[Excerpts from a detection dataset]
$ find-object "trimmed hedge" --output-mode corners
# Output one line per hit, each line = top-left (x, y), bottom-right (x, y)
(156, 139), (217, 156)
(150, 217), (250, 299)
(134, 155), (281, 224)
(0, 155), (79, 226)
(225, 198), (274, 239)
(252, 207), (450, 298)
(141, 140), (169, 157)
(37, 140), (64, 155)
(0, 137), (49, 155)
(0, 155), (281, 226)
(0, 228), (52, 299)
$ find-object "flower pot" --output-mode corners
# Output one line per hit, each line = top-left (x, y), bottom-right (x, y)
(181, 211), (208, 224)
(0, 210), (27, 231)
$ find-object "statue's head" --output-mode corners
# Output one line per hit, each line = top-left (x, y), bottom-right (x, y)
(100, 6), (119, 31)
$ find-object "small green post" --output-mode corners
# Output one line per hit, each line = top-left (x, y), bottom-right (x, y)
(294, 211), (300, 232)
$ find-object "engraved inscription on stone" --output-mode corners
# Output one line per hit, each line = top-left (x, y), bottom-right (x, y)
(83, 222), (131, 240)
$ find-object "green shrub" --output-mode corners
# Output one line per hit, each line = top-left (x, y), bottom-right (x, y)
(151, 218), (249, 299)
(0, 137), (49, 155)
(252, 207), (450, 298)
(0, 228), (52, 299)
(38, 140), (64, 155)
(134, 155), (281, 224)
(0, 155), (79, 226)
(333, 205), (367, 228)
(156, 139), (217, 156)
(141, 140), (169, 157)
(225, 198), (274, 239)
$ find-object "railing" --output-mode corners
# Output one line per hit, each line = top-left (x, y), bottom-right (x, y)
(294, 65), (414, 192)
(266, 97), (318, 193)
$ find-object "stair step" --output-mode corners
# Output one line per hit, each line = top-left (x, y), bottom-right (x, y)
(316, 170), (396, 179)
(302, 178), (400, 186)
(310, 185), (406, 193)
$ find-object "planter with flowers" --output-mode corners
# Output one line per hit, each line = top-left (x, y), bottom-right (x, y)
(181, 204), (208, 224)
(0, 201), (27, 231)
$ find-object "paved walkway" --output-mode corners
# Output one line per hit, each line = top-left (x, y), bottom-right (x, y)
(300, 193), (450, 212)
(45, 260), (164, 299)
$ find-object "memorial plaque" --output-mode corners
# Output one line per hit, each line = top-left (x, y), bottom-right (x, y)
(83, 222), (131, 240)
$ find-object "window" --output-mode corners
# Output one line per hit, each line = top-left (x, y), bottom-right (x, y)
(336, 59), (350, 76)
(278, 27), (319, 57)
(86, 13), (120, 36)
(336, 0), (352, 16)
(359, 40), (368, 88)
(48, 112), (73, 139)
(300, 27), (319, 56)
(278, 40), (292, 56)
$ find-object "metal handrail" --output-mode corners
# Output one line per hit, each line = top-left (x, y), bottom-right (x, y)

**Problem to solve:** Print the data above line for line without changing anything.

**Solution for this problem:**
$ find-object "trimmed hedge" --output-mode corners
# Output one line per hit, each line = top-left (x, y), bottom-right (x, y)
(156, 139), (217, 156)
(150, 217), (250, 299)
(134, 155), (281, 224)
(0, 155), (79, 226)
(225, 198), (274, 239)
(252, 207), (450, 298)
(141, 140), (169, 157)
(37, 140), (64, 155)
(0, 137), (49, 155)
(0, 155), (281, 226)
(0, 228), (52, 299)
$ find-object "flower pot" --output-mode corners
# Output one line per hit, each line = top-left (x, y), bottom-right (x, y)
(181, 211), (208, 224)
(0, 210), (27, 231)
$ find-object "statue's head" --output-mode corners
# Output one line per hit, each line = top-left (x, y), bottom-right (x, y)
(100, 6), (119, 31)
$ find-object "small green post" --output-mode corners
# Output one line per hit, each line = top-left (x, y), bottom-right (x, y)
(294, 211), (300, 232)
$ find-object "engraved inscription on stone" --output-mode corners
# Output one line per hit, each line = top-left (x, y), bottom-right (x, y)
(83, 222), (131, 240)
$ find-object "green shrub" --output-mode corners
# Output one line per hit, each line = top-left (x, y), bottom-right (x, y)
(151, 218), (249, 299)
(0, 137), (49, 155)
(252, 207), (450, 298)
(0, 228), (52, 299)
(38, 140), (64, 155)
(134, 155), (281, 224)
(0, 155), (79, 226)
(333, 205), (367, 228)
(156, 139), (217, 156)
(141, 140), (169, 157)
(225, 198), (274, 239)
$ find-object "railing" --output-mode corners
# Output one line per hit, each line = top-left (x, y), bottom-right (x, y)
(294, 65), (414, 192)
(266, 97), (318, 193)
$ find-object "stair step" --output-mode corners
# Output one line per hit, each line = top-left (x, y), bottom-right (x, y)
(316, 170), (396, 179)
(302, 178), (400, 186)
(310, 185), (406, 193)
$ find-object "planter with flowers" --output-mode corners
# Output one line per hit, each line = top-left (x, y), bottom-right (x, y)
(181, 204), (208, 224)
(0, 201), (27, 231)
$ find-object "paved walkway" --output-mode corners
# Output one line per hit, each line = top-left (x, y), bottom-right (x, y)
(300, 193), (450, 212)
(45, 260), (164, 299)
$ find-object "memorial plaque" --output-mode corners
# Output one line per hit, each line = top-left (x, y), bottom-right (x, y)
(83, 222), (131, 240)
$ find-object "window" --output-mode corners
# Output one line per hit, each line = top-left (x, y), bottom-right (x, y)
(336, 59), (350, 76)
(278, 27), (319, 57)
(86, 13), (120, 36)
(336, 0), (352, 16)
(359, 40), (368, 88)
(48, 112), (73, 139)
(300, 27), (319, 56)
(278, 40), (292, 56)
$ find-object "metal handrail" --output-mode corners
# Output one line per hit, each line = top-left (x, y), bottom-right (x, y)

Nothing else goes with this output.